• _Article_:

I accept that it is not always possible to achieve a perfect trial. There will be occasions when material which may be relevant to the trial has been lost or destroyed. That alone will not justify the court preventing the prosecution from proceeding
s. There may be circumstances in which the loss of relevant material may be so significant that a fair trial is impossible. Then the court may exercise its discretion to stay the trial.In this case, the prosecution failed to disclose relevant material in the first and second trials and in the third trial prior to the second voir dire hearing. The AFP and DPP were aware that there was material which should have been disclosed. An officer of the AFP had made the decision not to conduct further enquiries into the involvement of Dziki or Pallaras who were relevant to the accused’s contention that she was an innocent dupe of Naruniec. It was not disclosed that others were suspected of having been involved with Naruniec in the importation of narcotics. It was only after the defence sought the production of some material that these facts emerged. Officers of the DPP failed in their duty to make disclosure. The most generous interpretation of that conduct was that there was reckless indifference on the part of officers of the DPP to meet the DPP’s obligations of disclosure. No explanation has been forthcoming to explain the breach. I am not confident that all relevant material has been disclosed.
There is material which may have potential relevance to the accused which has now been lost, or is no longer available. The material includes the tape recording of the Dziki interview, the diaries of Officer Clements and the documentation which was seized from Dziki’s house and then returned to her.
It is now almost five years since the arrest of the accused. The accused has suffered substantial prejudice. She has faced two trials, one appeal and two voir dire hearings. The prejudice suffered by the non-disclosure of material has not been overcome by the disclosure which has now been made. There may be other material that may be relevant to the defence case which has been lost. For reasons earlier expressed, I cannot agree with the trial judge’s conclusion that the disclosure which has now been made indicates that the accused could obtain a fair trial.
I consider that the prejudice to the accused arising from the default and conduct of the AFP and DPP and arising from the loss, destruction and return to Dziki of documents is such that any further trial would be unfair so as to amount to a misuse of the process of the court. The continued failure to disclose relevant material, and the failure of the DPP to explain, can only support the conclusion that relevant material has now been lost. It is difficult to imagine how the accused could, in the exceptional circumstances of this case, receive a fair trial.

• _Requests_:
a – Extract the part of the judgment word for word, starting at the words "I consider that" and stopping after the words "receive a fair trial.".
b – Put the entries into a Markdown table with the columns Row and Line, starting at the line that has "If you could indicate the blue" and stopping after the line that has "point(85, 149)". Leave out blank lines.
The entries have no connection to the judgment.

• _Records contained in a dataset_:
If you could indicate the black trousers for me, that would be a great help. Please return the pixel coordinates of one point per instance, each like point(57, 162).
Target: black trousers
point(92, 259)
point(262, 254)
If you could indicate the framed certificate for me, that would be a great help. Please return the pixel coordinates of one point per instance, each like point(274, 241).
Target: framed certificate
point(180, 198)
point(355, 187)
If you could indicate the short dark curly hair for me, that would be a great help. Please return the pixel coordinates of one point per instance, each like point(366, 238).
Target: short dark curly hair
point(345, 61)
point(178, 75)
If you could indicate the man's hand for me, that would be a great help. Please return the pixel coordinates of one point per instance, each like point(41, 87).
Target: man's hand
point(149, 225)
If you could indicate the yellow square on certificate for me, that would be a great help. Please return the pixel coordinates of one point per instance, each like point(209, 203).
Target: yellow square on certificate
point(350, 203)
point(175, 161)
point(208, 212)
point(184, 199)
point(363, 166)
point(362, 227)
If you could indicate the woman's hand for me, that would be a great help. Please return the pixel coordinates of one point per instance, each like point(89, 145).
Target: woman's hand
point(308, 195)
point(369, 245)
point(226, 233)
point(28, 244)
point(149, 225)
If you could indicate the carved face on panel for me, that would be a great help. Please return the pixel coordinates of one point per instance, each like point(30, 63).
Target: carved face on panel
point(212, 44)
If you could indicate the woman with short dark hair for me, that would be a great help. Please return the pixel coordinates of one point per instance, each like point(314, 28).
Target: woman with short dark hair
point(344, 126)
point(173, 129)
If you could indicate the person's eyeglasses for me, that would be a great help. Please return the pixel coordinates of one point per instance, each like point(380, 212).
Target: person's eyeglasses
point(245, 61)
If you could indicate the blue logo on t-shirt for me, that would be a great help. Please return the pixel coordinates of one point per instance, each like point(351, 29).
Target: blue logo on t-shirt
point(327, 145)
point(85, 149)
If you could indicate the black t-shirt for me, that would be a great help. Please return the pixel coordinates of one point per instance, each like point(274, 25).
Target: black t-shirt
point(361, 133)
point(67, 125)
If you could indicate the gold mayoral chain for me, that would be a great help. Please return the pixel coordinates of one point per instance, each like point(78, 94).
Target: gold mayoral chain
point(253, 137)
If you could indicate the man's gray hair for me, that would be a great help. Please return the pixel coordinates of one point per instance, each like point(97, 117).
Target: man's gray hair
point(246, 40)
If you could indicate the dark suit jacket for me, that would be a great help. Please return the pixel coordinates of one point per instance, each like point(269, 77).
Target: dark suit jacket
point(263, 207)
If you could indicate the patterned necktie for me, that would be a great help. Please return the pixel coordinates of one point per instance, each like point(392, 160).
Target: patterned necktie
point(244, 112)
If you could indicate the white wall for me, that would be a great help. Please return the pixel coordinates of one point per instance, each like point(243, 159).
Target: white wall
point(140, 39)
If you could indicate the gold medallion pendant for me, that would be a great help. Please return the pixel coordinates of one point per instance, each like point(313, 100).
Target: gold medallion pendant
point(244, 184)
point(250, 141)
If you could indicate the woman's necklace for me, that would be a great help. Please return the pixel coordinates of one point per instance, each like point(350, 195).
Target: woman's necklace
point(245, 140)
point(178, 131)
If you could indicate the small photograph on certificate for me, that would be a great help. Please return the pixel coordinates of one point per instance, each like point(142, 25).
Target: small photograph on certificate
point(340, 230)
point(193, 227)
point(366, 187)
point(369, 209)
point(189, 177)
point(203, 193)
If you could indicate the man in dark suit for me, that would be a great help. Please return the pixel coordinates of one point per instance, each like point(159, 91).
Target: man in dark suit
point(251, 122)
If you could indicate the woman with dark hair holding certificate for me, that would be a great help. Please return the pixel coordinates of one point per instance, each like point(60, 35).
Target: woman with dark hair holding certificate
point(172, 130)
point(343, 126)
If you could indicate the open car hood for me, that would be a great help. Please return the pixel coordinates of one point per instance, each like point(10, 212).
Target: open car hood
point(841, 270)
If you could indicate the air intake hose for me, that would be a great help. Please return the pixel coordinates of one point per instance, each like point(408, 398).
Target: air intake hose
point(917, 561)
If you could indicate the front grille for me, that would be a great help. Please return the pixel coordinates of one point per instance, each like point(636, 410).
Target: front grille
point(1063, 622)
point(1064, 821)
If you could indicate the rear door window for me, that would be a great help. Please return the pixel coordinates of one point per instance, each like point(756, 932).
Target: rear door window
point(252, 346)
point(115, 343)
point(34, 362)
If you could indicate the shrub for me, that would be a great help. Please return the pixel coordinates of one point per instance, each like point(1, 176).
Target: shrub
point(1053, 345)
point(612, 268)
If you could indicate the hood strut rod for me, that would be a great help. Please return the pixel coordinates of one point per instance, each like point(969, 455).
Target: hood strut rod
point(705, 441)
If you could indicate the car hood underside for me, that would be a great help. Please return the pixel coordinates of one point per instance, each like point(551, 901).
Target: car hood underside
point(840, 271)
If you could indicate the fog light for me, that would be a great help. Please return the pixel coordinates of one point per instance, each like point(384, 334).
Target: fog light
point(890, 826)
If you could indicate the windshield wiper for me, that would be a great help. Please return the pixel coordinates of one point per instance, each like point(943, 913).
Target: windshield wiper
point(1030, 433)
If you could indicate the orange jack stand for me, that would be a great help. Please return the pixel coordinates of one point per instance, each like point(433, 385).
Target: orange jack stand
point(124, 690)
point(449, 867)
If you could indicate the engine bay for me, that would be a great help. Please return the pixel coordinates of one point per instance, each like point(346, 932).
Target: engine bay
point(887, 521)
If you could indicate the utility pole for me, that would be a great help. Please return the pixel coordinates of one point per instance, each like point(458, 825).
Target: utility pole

• _Answers per task_:
a –
I consider that the prejudice to the accused arising from the default and conduct of the AFP and DPP and arising from the loss, destruction and return to Dziki of documents is such that any further trial would be unfair so as to amount to a misuse of the process of the court. The continued failure to disclose relevant material, and the failure of the DPP to explain, can only support the conclusion that relevant material has now been lost. It is difficult to imagine how the accused could, in the exceptional circumstances of this case, receive a fair trial.

b –
| Row | Line |
|---|---|
| 1 | If you could indicate the blue logo on t-shirt for me, that would be a great help. Please return the pixel coordinates of one point per instance, each like point(351, 29). |
| 2 | Target: blue logo on t-shirt |
| 3 | point(327, 145) |
| 4 | point(85, 149) |